◆ **Bloc de texte**:
╔══

Ensuite, je m'inscris en faux contre l'idée tant débattue d'une conditionnalité, selon laquelle l'Europe nous imposerait de réaliser telle réforme pour pouvoir bénéficier de l'argent européen. Nos plans de relance sont coordonnés, c'est normal et sain. La France déplore de longue date, toutes majorités confondues, l'insuffisance de la gouvernance économique et de la coordination des politiques économiques ; or, nous avons là un outil pour les renforcer : utilisons-le ! Mais, encore une fois, il n'existe aucune liste, cachée ou non, des réformes qui seraient exigées par Bruxelles ou par tel partenaire en contrepartie de l'argent européen.
Vous avez raison, les ressources propres ont tendanciellement baissé au fil du temps parce qu'on n'en a pas créé de nouvelles et qu'on les a, de fait, remplacées en masse par une contribution annuelle des Etats, laquelle a l'avantage de la simplicité et l'inconvénient de s'inscrire dans une pure logique du juste retour, qui veut que chacun fasse le compte de ce qu'il verse à l'Europe et de ce qu'il en retire immédiatement. Par ailleurs, la France défend la taxe sur les transactions financières, qui est inscrite dans la feuille de route. Quant à l'impôt européen sur les sociétés, il n'est pas pour demain. Encore une fois, il ne s'agit certainement pas de créer un impôt européen - ce serait une folie et un mauvais signal - mais de rapprocher nos fiscalités pour éviter le dumping et, éventuellement, d'affecter à terme une part de ces impôts existants au budget européen.
Il est possible que certaines ressources soient mobilisées dans le cadre de coopérations renforcées ; c'est le cas actuellement de la taxe sur les transactions financières. C'est un peu compliqué techniquement et juridiquement, mais il n'est pas impossible, si une ressource est créée par quelques Etats, qu'elle puisse financer leur quote-part du remboursement de l'emprunt collectif après 2027. En tout cas, il ne faut pas exclure cette possibilité, car la coopération renforcée fiscale est un bon outil.

╚══

◆ **Série d'exercices**:
(1) Actualisez le passage de l'extrait sur le financement européen qui va de « Il est possible » à « un bon outil. », en remplaçant « quote-part » par « part ».
(2) Répondez aux questions suivantes sur l'extrait consacré au financement européen.
(a) Selon l'extrait, qu'est-ce qui n'existe pas, même cachée, en contrepartie de l'argent européen ?
(b) Par quoi les ressources propres ont-elles été remplacées en masse ?
(c) Quelle taxe relève actuellement d'une coopération renforcée ?
(3) Reprenez l'extrait sur le financement européen après sa dernière phrase et poursuivez-le.
Les entrées proviennent d'une autre source que le bloc de texte.

◆ **Matériel fourni**:
╔══

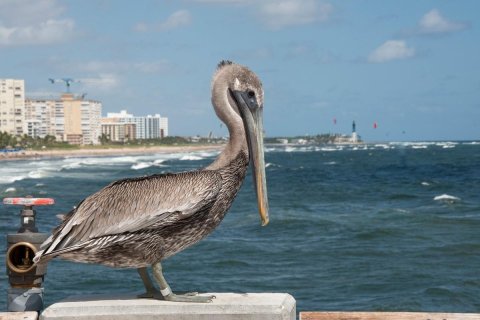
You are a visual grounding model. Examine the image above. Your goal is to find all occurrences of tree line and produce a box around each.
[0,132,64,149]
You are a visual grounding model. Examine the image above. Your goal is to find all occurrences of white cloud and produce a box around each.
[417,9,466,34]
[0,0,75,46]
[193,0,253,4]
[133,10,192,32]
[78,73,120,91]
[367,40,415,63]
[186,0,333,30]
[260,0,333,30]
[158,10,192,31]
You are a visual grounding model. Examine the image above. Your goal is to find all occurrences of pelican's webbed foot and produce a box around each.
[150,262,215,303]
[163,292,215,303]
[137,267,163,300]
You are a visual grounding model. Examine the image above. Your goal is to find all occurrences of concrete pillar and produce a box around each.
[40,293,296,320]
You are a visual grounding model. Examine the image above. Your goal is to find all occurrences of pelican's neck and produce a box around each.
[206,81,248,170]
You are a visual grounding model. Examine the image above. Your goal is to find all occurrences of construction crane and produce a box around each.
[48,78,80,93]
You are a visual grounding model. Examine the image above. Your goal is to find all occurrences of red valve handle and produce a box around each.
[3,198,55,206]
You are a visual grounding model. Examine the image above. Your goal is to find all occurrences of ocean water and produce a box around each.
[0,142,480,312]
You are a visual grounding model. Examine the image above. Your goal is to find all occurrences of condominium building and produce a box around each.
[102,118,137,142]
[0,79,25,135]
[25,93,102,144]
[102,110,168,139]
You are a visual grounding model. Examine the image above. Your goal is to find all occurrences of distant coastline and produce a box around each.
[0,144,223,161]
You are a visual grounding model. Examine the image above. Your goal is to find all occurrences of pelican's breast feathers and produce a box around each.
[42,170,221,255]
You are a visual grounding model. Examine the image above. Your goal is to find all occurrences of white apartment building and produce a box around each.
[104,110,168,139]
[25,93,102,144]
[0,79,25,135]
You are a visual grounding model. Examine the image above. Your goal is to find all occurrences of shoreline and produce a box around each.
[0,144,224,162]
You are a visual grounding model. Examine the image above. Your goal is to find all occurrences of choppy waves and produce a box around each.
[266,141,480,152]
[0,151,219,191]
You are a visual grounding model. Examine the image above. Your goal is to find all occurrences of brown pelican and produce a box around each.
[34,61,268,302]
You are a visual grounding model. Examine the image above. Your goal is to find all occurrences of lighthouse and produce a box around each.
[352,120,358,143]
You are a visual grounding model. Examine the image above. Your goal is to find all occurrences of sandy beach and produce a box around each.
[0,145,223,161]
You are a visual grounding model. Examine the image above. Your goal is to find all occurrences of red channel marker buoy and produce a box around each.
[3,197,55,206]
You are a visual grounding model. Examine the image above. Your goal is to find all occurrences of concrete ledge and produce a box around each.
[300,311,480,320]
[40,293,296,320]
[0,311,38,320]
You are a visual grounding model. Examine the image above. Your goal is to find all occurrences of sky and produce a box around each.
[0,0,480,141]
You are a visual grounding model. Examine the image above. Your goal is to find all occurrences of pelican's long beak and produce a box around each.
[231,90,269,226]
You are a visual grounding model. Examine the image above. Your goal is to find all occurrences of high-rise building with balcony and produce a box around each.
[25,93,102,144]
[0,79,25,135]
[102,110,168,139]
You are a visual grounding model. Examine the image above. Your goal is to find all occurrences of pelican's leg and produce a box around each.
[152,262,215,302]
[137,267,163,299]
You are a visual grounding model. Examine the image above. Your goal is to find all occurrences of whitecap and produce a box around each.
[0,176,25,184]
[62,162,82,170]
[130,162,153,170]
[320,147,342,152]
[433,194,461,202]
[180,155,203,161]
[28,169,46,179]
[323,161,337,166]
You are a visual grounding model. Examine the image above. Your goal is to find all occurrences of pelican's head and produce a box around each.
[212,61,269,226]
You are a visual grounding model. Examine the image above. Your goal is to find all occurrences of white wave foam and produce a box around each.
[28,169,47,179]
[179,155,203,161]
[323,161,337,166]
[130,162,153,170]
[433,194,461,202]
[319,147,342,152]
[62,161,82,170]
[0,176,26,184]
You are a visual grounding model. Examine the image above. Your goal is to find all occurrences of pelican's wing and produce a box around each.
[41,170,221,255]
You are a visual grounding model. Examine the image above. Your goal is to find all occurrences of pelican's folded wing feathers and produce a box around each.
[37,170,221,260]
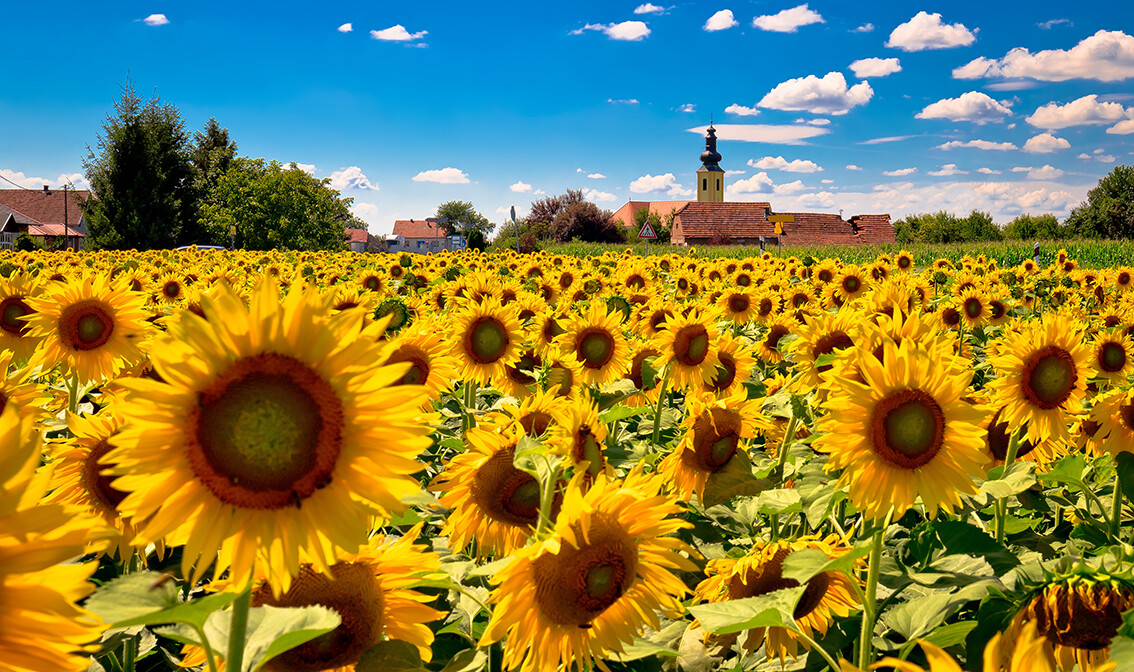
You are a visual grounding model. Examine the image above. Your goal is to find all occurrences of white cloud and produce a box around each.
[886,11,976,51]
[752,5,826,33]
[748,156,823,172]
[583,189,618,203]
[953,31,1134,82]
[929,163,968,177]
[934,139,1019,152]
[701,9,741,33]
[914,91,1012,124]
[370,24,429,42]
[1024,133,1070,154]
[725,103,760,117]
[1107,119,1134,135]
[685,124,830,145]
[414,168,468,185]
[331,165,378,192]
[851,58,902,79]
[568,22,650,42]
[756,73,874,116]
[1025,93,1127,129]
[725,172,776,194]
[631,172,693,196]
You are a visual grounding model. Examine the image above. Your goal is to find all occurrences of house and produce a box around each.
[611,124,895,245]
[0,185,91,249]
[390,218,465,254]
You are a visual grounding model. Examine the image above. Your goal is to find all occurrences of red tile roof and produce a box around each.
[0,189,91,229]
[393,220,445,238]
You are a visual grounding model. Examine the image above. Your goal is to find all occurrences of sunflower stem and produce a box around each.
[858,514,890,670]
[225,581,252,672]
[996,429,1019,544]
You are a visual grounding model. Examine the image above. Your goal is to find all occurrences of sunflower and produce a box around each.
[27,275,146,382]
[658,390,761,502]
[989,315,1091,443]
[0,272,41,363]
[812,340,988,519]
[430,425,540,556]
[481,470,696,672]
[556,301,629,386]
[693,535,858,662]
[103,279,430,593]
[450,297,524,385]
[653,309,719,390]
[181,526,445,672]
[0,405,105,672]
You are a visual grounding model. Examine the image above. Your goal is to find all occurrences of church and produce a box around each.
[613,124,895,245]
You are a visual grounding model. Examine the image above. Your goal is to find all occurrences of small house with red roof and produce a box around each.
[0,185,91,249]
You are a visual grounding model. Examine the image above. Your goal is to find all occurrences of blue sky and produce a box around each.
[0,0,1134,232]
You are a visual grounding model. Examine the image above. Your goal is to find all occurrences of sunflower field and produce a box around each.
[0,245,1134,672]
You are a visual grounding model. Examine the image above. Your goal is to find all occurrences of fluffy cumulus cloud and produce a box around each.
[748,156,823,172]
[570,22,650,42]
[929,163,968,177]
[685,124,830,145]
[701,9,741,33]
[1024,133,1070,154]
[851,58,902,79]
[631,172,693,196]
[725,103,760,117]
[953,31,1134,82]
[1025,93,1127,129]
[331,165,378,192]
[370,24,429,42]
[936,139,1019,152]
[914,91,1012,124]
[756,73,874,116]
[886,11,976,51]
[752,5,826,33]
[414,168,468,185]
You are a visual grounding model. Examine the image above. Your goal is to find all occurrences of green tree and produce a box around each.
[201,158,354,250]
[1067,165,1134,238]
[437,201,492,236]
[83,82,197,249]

╚══

◆ **Résultats par tâche**:
(1)
Il est possible que certaines ressources soient mobilisées dans le cadre de coopérations renforcées ; c'est le cas actuellement de la taxe sur les transactions financières. C'est un peu compliqué techniquement et juridiquement, mais il n'est pas impossible, si une ressource est créée par quelques Etats, qu'elle puisse financer leur part du remboursement de l'emprunt collectif après 2027. En tout cas, il ne faut pas exclure cette possibilité, car la coopération renforcée fiscale est un bon outil.

(2)
(a) Une liste des réformes qui seraient exigées par Bruxelles ou par tel partenaire.
(b) Par une contribution annuelle des États.
(c) La taxe sur les transactions financières.

(3)
Vous avez dit ressentir une certaine aigreur. Cette avancée européenne - que vous ne remettez pas en cause - est, c'est vrai, le produit d'une contrainte, d'une crise. C'est du reste souvent le cas en Europe : nous progressons dans la crise et nous prenons conscience de la nécessité d'une réponse collective lorsque nous sommes confrontés à un problème collectif. C'est du reste plutôt une bonne nouvelle, car tel n'a pas toujours été le cas. Je pense à la crise précédente, celle des dettes, à laquelle nous avons mal répondu, trop peu ou trop tard, au plan européen. Cette fois, nous avons élaboré une réponse solidaire et économique ambitieuse : le plan de relance et la dette commune, que nous ne pouvions pas imaginer il y a quelques mois de cela. Ce n'est donc pas, me semble-t-il, l'aveu d'une faiblesse ou le seul produit d'une contrainte.
Quant au renforcement du poids de certains pays, si vous faisiez allusion au dispositif de contrôle que j'ai évoqué il y a un instant, j'espère vous avoir répondu, tout comme sur la taxe sur les plastiques.
Je garde également un bon souvenir de notre échange amical au Havre. La question des accords de libre-échange est un vaste débat. Je partage, plus que vous ne l'imaginez, votre réticence sur le contenu de certains de ces accords ou la façon de les négocier. Mais ne mélangeons pas les débats. On ne peut pas mesurer la pertinence de ces accords à la seule aune de la ressource que les droits de douane apporteraient au budget européen. Les nouvelles ressources propres dont nous avons discuté permettent de compenser largement la baisse historique de ces droits qui, je le rappelle, sont, indépendamment de tout accord de libre-échange, très sensibles à la crise. Ainsi, l'augmentation de notre contribution au budget pour 2021 de l'Union européenne est due en grande partie à la baisse des ressources propres traditionnelles, notamment les droits de douane. Ce ne serait pas une bonne chose de soumettre le budget européen à cette logique cyclique. Nous pouvons donc mener ensemble le combat pour des ressources propres qui sécurisent le budget européen, sortent de la logique du juste retour et nous permettent de financer de manière ambitieuse des politiques publiques dont nous avons le souci commun.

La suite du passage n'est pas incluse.